Record excerpts:
Begin

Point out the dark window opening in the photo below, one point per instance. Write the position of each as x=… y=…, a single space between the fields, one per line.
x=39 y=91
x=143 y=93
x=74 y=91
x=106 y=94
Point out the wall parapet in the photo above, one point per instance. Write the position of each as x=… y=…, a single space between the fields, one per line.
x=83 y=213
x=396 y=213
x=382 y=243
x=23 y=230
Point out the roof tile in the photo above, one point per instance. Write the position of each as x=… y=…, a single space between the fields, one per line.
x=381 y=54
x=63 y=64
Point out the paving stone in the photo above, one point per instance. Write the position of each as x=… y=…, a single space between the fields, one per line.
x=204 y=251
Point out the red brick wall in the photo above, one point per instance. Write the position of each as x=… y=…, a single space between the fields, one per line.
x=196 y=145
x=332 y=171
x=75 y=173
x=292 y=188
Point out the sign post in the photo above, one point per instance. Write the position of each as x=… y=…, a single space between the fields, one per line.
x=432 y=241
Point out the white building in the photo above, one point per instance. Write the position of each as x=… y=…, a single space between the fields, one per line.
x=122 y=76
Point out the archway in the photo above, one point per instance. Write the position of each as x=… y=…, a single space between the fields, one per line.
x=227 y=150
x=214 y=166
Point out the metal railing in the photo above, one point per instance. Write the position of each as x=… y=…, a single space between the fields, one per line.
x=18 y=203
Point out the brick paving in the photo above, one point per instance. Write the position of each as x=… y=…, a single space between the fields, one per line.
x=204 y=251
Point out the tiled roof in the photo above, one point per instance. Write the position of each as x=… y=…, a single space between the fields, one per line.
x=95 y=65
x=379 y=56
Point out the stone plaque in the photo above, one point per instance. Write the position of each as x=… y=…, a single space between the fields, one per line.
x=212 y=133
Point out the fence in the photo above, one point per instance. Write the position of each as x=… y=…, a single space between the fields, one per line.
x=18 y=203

End

Problem to work on:
Type out all of the records above again, word for word and line for line.

Reply:
Point out the dark window opening in the photo below, one point per instance. Write the position of each as x=… y=…, a single space between the fields, one per line.
x=39 y=91
x=143 y=93
x=74 y=91
x=106 y=94
Point out the wall parapet in the photo above, one point per instance. Write the position of each as x=… y=…, a single space between the fields, one per line.
x=83 y=213
x=396 y=213
x=382 y=243
x=23 y=230
Point out the roof tile in the photo above, one point per instance. Write the position of each as x=… y=…, a single space between the fields, one per line.
x=381 y=54
x=63 y=64
Point out the paving stone in the photo above, one point per instance. Write the position of each as x=… y=…, a single space between the fields, one per line.
x=204 y=251
Point out the red brick wall in the photo above, one point per instance. Write the position of each as x=… y=…, a single space between the fields, one per line.
x=196 y=145
x=332 y=171
x=75 y=173
x=292 y=188
Point out the sign post in the photo above, one point per instance. Write the position of each as x=… y=…, a single space between the fields, one per line.
x=432 y=241
Point out the white building in the photo above, one point per instance. Write the position of each as x=… y=…, a single space between the fields, one per line.
x=122 y=76
Point out the archway in the photo above, one point per instance. Write the position of each as x=… y=…, a single space between the fields, one per line.
x=227 y=150
x=214 y=166
Point out the metal railing in the photo above, one point per instance. Write the position of each as x=… y=…, a single space between the fields, one per line.
x=18 y=203
Point out the brick paving in the photo above, one point per instance. Write the position of each as x=… y=…, a single space between the fields, one per line.
x=204 y=251
Point out the tiled roof in the photo above, one point per instance. Write the position of each as x=… y=…, a single space between the fields, one per line.
x=95 y=65
x=379 y=56
Point out the stone plaque in the photo above, one point per instance. Write the position of each as x=… y=…, a single space between the fields, one per line.
x=212 y=133
Point out the fence in the photo above, one point per instance. Write the position of each as x=… y=…, a single space between the fields, one per line.
x=18 y=203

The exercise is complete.